Copy the lines verbatim, beginning with the line that contains "Exercise. Find the red fabric" and continuing through the end of the data, and only those lines.

*Material provided*.

— start —

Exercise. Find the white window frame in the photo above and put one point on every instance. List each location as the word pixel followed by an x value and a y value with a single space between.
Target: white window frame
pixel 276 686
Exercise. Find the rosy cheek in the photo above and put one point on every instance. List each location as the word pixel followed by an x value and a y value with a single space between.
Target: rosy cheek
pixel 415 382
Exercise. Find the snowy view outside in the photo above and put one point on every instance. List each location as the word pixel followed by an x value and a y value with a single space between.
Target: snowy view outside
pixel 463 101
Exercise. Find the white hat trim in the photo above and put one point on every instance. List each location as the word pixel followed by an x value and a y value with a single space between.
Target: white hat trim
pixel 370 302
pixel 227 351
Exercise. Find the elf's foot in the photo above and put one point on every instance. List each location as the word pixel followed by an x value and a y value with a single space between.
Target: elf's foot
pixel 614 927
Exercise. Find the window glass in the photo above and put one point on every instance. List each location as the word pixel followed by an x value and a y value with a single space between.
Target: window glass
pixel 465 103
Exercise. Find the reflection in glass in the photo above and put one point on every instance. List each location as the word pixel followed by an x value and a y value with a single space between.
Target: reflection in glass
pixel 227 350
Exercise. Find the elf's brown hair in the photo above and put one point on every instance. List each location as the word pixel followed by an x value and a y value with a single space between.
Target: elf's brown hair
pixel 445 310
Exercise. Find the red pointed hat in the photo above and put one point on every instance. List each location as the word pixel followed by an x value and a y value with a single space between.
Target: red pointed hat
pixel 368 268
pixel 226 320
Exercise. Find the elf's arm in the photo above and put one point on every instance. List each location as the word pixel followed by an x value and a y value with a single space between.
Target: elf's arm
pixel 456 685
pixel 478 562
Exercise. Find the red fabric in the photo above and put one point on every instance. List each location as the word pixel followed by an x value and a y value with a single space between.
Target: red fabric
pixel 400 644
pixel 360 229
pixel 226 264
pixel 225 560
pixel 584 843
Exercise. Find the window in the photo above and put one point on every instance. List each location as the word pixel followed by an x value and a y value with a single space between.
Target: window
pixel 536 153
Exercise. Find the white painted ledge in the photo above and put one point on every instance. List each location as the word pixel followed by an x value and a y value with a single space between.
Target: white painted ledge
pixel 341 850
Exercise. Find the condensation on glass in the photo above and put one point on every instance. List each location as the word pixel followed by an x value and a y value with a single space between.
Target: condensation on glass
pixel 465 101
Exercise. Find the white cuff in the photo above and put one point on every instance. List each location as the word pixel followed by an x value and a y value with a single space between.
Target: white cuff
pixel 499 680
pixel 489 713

— end —

*Reply*.
Exercise. Find the red fabric in the photo above and put one point on every instance. List each location as the word pixel followed by an x value and a y value with a single space between.
Target: red fabric
pixel 400 644
pixel 360 229
pixel 226 264
pixel 225 560
pixel 584 843
Exercise. Find the window in the photo above and put one point on every instance. List each location as the word pixel followed by an x value and a y value with a single space between.
Target: window
pixel 536 153
Exercise. Find the white painted ledge in the photo above and put one point on every instance. List each location as the word pixel followed by an x value and a y value with a single space between.
Target: white painted ledge
pixel 341 850
Exercise. Find the condensation on glass in the photo above and put one point on every instance. List each location as the word pixel followed by an x value and a y value with a single space between.
Target: condensation on glass
pixel 465 101
Exercise. Find the white cuff in the photo above and put one point on every instance. List each location as the word pixel followed by an x value and a y value with a single space between.
Target: white cuff
pixel 499 680
pixel 489 713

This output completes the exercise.